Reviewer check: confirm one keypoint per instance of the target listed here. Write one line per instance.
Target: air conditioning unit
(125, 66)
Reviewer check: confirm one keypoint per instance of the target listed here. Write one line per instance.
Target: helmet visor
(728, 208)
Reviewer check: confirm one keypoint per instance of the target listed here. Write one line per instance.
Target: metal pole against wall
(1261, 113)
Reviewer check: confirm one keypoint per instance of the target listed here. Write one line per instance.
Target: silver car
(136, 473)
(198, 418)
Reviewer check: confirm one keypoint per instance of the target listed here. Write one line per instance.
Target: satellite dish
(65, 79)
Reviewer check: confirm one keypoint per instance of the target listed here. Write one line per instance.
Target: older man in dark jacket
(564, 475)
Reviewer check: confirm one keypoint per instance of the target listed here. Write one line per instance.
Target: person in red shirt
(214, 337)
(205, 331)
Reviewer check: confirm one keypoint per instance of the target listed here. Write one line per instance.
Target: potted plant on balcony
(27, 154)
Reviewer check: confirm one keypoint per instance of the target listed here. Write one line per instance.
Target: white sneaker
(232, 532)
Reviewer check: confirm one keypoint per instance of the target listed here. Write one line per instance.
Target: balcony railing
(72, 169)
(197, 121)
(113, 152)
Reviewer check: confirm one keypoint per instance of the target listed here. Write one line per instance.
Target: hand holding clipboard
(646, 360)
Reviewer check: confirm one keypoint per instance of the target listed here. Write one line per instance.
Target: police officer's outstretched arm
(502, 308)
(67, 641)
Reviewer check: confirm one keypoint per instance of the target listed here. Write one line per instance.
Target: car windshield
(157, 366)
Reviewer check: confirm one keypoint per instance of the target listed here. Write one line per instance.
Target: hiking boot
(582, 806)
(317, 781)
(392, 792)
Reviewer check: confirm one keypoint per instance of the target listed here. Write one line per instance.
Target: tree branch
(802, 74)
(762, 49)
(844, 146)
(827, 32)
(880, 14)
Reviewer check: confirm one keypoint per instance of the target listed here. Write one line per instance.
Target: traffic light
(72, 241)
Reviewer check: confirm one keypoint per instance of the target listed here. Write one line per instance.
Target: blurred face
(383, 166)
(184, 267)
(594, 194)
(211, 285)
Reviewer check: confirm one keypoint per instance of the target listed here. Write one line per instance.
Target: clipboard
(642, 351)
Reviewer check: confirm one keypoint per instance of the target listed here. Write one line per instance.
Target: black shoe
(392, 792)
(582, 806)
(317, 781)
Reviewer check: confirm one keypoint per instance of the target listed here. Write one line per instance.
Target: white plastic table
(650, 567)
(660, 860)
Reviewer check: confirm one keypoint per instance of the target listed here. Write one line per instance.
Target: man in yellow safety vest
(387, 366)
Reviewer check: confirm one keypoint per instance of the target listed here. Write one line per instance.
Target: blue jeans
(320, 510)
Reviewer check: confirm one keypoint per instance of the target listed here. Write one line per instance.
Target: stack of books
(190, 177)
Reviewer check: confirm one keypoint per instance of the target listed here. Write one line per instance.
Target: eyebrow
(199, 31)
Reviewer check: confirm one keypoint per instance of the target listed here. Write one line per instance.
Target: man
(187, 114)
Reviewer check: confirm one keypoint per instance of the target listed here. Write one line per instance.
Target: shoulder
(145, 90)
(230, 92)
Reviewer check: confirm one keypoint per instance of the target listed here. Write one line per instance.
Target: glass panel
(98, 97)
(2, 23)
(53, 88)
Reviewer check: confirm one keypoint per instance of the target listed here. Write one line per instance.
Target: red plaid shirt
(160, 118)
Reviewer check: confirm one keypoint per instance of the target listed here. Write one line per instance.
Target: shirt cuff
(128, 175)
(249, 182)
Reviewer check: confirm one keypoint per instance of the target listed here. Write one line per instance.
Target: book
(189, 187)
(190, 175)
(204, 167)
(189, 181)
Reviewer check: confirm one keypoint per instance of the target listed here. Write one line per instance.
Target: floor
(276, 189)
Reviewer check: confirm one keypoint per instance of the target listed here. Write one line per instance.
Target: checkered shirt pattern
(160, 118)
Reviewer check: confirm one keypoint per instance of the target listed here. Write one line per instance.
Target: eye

________________________________________

__Required work__
Every record above needs to be repeated word for word.

__Output of the task__
Reviewer check: confirm one keypoint per instance of the target listed here. Write one line per instance.
Target: air conditioning unit
(125, 66)
Reviewer check: confirm one keypoint per instance of the target listed here. Write one line per instance.
Target: helmet visor
(728, 208)
Reviewer check: confirm one keypoint per instance of the target listed here. Write one line per instance.
Target: metal pole against wall
(1261, 113)
Reviewer check: confirm one keypoint per instance of the target listed here. Write one line per instance.
Target: silver car
(136, 473)
(198, 418)
Reviewer check: confirm one keypoint per instance of the target listed here. Write one line per instance.
Target: satellite dish
(65, 79)
Reviewer check: confirm one keypoint per instance of the target listed here. Write one line per instance.
Target: older man in dark jacket
(564, 475)
Reviewer check: confirm one keypoint per instance of the target listed here. Write one line per instance.
Target: person in red shirt
(214, 337)
(205, 331)
Reviewer check: confirm one keypoint per instance of the target listed here. Write one line per instance.
Target: potted plant on balcony
(27, 154)
Reviewer check: confirm one keypoint per instance of the target listed here. Write one line per instance.
Target: white sneaker
(232, 532)
Reviewer check: confirm one keypoint per instance of the target listed here. Write one line per instance.
Target: balcony railing
(72, 169)
(197, 121)
(113, 152)
Reviewer check: confirm one keypoint per instance of the target listed here. Write one line per instance.
Target: hand holding clipboard
(646, 360)
Reviewer check: confirm one keypoint per instance of the target listed here. Write one line per instance.
Target: police officer's outstretched arm
(502, 308)
(67, 641)
Reviewer check: confirm one keypoint per instance of the target listed here. Write one line per instance.
Target: car windshield
(157, 366)
Reviewer check: confirm one keypoint per instance of the target listed here. Write one line per instance.
Target: hiking boot
(582, 806)
(317, 781)
(392, 792)
Reviewer check: confirm one keypoint per instance of the target listed here. Write one line per instance.
Target: tree branch
(802, 74)
(762, 49)
(844, 146)
(827, 32)
(880, 14)
Reviewer check: confirm one keypoint per instance of the target listed here. Write one line per instance.
Target: traffic light
(72, 241)
Reviewer check: confirm one keypoint per instance of the target listed here. Write one line per instance.
Target: blurred face
(383, 166)
(184, 267)
(594, 194)
(211, 285)
Reviewer check: confirm one keypoint per instance of the target listed here. Write one line per instance.
Target: clipboard
(642, 351)
Reviewer check: confirm one keypoint per instance of the target listed here. Write one line per instance.
Target: black shoe
(392, 792)
(582, 806)
(317, 781)
Reviewer check: confirm one keypoint per instance of the target listed here. Write one line per instance.
Target: white plastic table
(650, 567)
(660, 860)
Reviewer check: confirm one keypoint per instance of the target listed here. Write one line per instance.
Target: man in yellow safety vest
(387, 366)
Reviewer check: confirm one keypoint per instance of the target listed here. Write one line per instance.
Target: blue jeans
(320, 510)
Reviewer check: confirm one keypoint per instance of the target listed here. Write one line per instance.
Target: stack of books
(190, 177)
Reviewer check: confirm one keypoint per instance of the target listed here. Write one line per instance.
Target: eyebrow
(199, 31)
Reviewer check: confirm one keypoint per instance of the target listed here. Write one line per instance.
Target: man
(187, 114)
Reviewer check: confirm one keypoint per instance of the target listed here. Write one line per instance.
Target: shoulder
(145, 90)
(230, 92)
Reviewer check: confirm one keypoint per instance of the target listed here. Write one line per instance.
Target: glass panel
(98, 97)
(2, 23)
(53, 88)
Reviewer check: confirm one keypoint per instance of the target listed here. Write one line per instance.
Target: red plaid shirt
(160, 118)
Reviewer check: confirm one keypoint per instance of the target listed here. Write one line per instance.
Target: shirt cuff
(128, 175)
(249, 182)
Reviewer check: confirm one keypoint per instance of the target listed here. Write one line per instance.
Target: book
(189, 187)
(190, 175)
(204, 167)
(189, 181)
Reviewer check: confirm one keypoint per instance of the target listed here. Write one line per instance.
Target: floor
(276, 189)
Reviewer check: confirm one keypoint per instance of the target listed here. Write one line per instance.
Target: checkered shirt pattern
(160, 118)
Reviewer check: confirm one keypoint per instance of the target listed here. Write one line per instance.
Target: eye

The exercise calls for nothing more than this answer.